KARACHI: The State Bank of Pakistan (SBP) kept the benchmark interest rate unchanged at 9.75 per cent on Tuesday.
However, it warned that continued adverse conditions on the Russian-Ukraine front could pose challenges to the outlook for the current account deficit and inflation expectations, necessitating changes in the policy rate.
Since the Russian-Ukraine situation remains fluid, the SBP said, its monetary policy committee was prepared to meet earlier than the next meeting scheduled for late April. If necessary, the committee may take a timely and calibrated action to safeguard external and price stability.
“The Russian-Ukraine conflict has introduced a high degree of uncertainty in the outlook for international commodity prices and global financial conditions,” said the SBP in its monetary policy announcement.
The committee said the outlook for inflation has improved following the cuts in fuel prices and electricity tariffs announced last week as part of the government’s relief package. At the same time, high-frequency indicators suggest that growth continues to moderate to a more sustainable pace. “Inflation in February would have been noticeably lower were it not for abnormal increases in a few perishable items,” it said.
The SBP said that despite the rise in global prices, the February trade deficit witnessed a further 10pc contraction on a month-on-month basis on top of the 29pc decline recorded in January, confirming the slowdown in domestic demand. While the current account deficit rose in January, this reflected lumpy imports of oil, vaccines and other items financed through loans and supplier credit.
“Excluding these imports, the deficit would have been about $1 billion lower, suggesting that the underlying trend in the current account balance is also moderating,” said the SBP.
The central bank said the growth in 2021-22 is still expected around the middle of the previously forecast range of 4-5pc. It said the agricultural prospects have somewhat weakened, with key inputs such as fertiliser off-take and water availability during the Rabi season being lower than last year’s. Cotton and wheat production will likely be less than previous estimates, it added.
In January, there was a sharp and broad-based decline in imports, including energy imports, to $6.1bn from $7.6bn in December based on PBS data.
“Imports declined further in February while exports rose, resulting in a 38pc contraction in the trade deficit compared to its peak last November,” said the SBP.
Around three-fourths of the rise in imports this year is estimated to stem from higher prices, with the contribution from volume growth being negative in January. These trends suggest that demand-led pressures on the current account are declining, it added.
While the current account deficit rose to $2.6bn, this included a sizeable contribution from imports financed through loans and supplier credit, including oil and vaccines. “The outlook for the overall current account deficit is dependent on the path of international oil prices,” it said.
At around 2pc of GDP, the fiscal deficit during the first half of 2021-22 was almost the same as last year’s. Tax collections by the Federal Board of Revenue grew strongly by 30pc year-on-year in July-February 2021-22. This offsets declines in non-tax revenues owing to lower petroleum development levy revenues and increased spending, said the SBP.
While the primary balance posted a surplus of 0.1pc of GDP in the first half of 2021-22, it was lower than the surplus of 0.6pc of GDP in the same period last year. “Headline inflation fell from 13pc year-on-year in January to 12.2pc in February, driven by a slowdown in energy price inflation,” it said.

§ **Extracted data**

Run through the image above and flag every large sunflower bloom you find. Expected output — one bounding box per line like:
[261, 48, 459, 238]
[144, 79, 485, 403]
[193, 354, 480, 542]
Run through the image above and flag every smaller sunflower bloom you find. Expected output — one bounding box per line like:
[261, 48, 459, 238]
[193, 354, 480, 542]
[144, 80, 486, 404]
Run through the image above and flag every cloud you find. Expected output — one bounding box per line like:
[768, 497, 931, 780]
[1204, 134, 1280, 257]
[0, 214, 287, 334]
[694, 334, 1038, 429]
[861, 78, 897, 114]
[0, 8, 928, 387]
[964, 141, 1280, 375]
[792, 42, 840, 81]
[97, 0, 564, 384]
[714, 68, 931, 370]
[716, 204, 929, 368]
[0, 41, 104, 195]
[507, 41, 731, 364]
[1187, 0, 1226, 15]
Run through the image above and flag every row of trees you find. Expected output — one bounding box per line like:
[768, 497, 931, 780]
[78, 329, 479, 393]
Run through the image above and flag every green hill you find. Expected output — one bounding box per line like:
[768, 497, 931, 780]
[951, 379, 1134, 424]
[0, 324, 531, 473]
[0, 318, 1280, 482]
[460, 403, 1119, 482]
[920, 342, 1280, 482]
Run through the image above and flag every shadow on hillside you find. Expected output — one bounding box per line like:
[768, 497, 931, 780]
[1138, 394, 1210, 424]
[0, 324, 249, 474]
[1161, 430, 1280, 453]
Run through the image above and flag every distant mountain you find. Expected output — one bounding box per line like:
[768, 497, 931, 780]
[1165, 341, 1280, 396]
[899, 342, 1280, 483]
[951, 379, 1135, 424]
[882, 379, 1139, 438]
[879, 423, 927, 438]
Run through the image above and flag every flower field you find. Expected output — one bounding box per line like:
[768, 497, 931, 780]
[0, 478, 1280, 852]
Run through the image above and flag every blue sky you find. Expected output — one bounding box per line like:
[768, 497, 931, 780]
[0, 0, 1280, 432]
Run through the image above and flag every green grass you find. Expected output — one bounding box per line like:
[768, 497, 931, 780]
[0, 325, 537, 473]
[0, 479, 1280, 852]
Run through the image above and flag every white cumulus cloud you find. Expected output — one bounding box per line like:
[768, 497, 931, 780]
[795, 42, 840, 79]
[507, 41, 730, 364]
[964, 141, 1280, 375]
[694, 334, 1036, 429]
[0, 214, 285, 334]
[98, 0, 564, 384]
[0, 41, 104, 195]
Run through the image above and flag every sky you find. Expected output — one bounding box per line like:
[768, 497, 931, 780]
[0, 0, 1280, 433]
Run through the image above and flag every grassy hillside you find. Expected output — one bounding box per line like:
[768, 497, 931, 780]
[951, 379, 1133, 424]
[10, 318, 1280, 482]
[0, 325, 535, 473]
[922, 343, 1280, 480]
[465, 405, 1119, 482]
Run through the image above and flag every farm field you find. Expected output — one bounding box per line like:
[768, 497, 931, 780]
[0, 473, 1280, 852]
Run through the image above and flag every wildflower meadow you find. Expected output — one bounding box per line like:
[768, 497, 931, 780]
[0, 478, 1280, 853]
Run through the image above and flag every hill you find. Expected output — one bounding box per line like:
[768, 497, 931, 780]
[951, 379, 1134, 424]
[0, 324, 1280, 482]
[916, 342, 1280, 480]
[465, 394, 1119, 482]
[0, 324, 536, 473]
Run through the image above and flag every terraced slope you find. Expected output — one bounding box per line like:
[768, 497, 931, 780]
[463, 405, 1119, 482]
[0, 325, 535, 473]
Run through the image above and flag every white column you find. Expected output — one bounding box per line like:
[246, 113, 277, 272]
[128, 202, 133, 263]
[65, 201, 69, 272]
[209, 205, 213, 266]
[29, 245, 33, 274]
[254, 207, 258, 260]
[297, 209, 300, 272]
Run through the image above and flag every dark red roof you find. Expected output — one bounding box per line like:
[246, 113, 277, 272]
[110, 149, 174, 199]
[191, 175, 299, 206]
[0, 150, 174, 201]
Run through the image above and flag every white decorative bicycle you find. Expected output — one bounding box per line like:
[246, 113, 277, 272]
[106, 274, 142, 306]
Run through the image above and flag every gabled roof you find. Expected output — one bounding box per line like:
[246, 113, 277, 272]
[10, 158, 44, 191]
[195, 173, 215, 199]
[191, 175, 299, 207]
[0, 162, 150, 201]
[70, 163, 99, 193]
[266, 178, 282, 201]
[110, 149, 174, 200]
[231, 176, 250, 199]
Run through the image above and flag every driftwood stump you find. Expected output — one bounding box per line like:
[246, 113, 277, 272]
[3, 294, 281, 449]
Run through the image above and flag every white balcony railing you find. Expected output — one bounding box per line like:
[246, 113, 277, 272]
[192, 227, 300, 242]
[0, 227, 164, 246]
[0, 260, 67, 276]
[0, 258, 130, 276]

§ **Task A**
In the article on the State Bank of Pakistan's rate decision, when is the monetary policy committee's next meeting scheduled?
§ **Task B**
Duplicate the passage of the article on the State Bank of Pakistan's rate decision from "While the current account deficit rose to" to "spending, said the SBP.", word for word.
The records have no connection to the text.

§ **Response box A**
Late April.

§ **Response box B**
While the current account deficit rose to $2.6bn, this included a sizeable contribution from imports financed through loans and supplier credit, including oil and vaccines. “The outlook for the overall current account deficit is dependent on the path of international oil prices,” it said.
At around 2pc of GDP, the fiscal deficit during the first half of 2021-22 was almost the same as last year’s. Tax collections by the Federal Board of Revenue grew strongly by 30pc year-on-year in July-February 2021-22. This offsets declines in non-tax revenues owing to lower petroleum development levy revenues and increased spending, said the SBP.